Start of Input rows

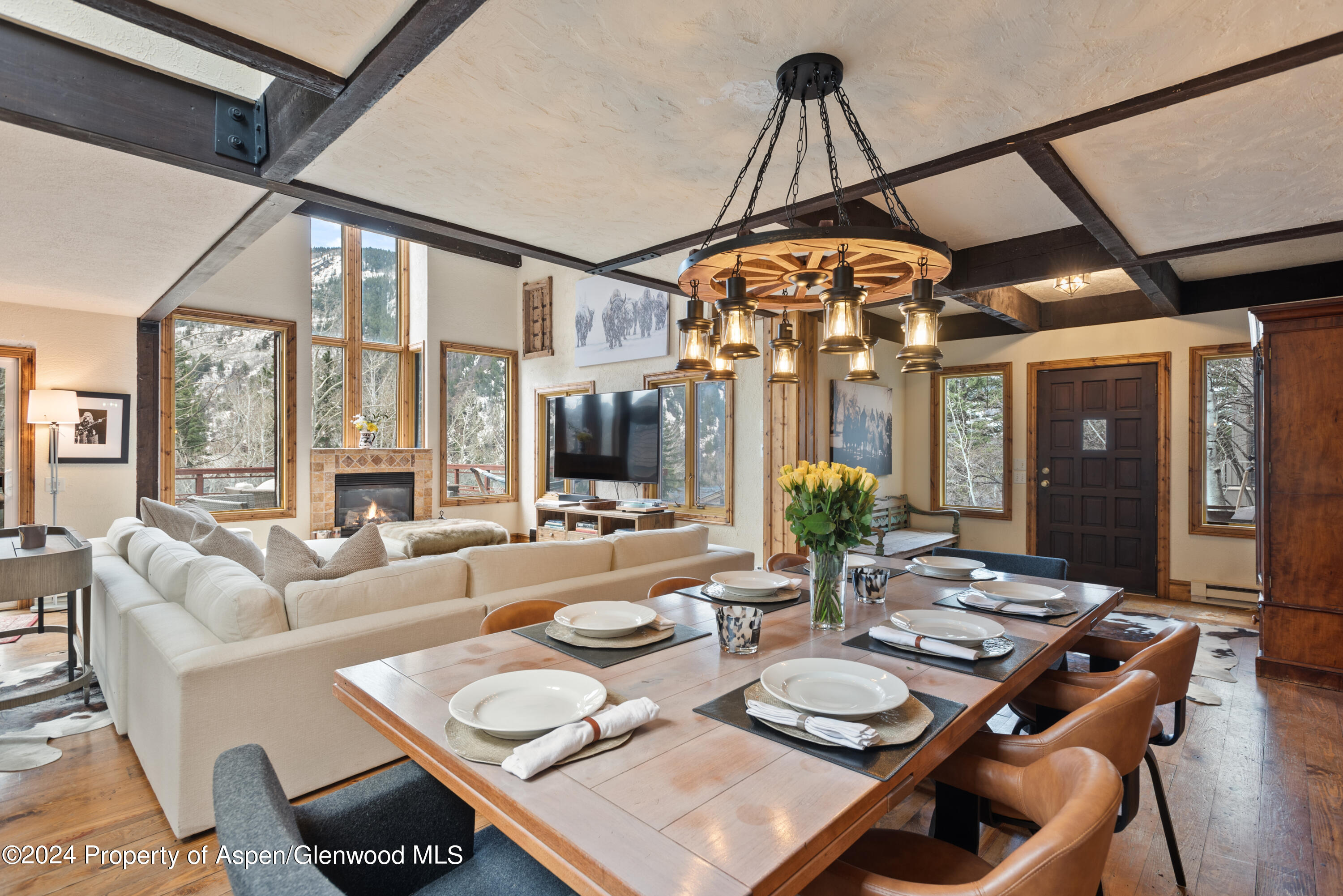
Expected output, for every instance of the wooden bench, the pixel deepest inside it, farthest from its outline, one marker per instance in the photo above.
(892, 515)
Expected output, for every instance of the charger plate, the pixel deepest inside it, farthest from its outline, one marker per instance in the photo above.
(477, 746)
(895, 727)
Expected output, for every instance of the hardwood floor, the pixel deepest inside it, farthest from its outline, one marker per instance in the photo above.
(1256, 790)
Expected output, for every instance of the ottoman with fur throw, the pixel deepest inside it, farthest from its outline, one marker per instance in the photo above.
(423, 538)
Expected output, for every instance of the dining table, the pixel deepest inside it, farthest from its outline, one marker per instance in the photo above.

End of Input rows

Can you recast every line of the records above as a Markdown table with the columns "No." and "Line", numbering the rows in order and skipping blank lines? Leave the pictures out of the table.

### Exercise solution
| No. | Line |
|---|---|
| 1 | Expected output, for every instance of the wooden bench, the pixel deepest inside it, farthest from its outline, one marker per instance in the photo above. |
| 2 | (892, 515) |
| 3 | Expected output, for every instance of the charger plate, the pixel deepest inside it, farthest from its outline, one marker per instance in the photo above. |
| 4 | (477, 746) |
| 5 | (895, 727) |
| 6 | Expected output, for every instance of the hardwood floor, the pixel deepest inside it, farthest from its outline, one marker per instance in the photo above. |
| 7 | (1256, 790) |
| 8 | Expected output, for every instance of the ottoman with fur throw, the pixel deepest inside it, farthest from its outline, one marker per instance in the photo above. |
| 9 | (423, 538) |
| 10 | Expected output, for every instance of the dining table, the pixel deepest inside it, farthest from its outline, one marker per instance in the photo above. |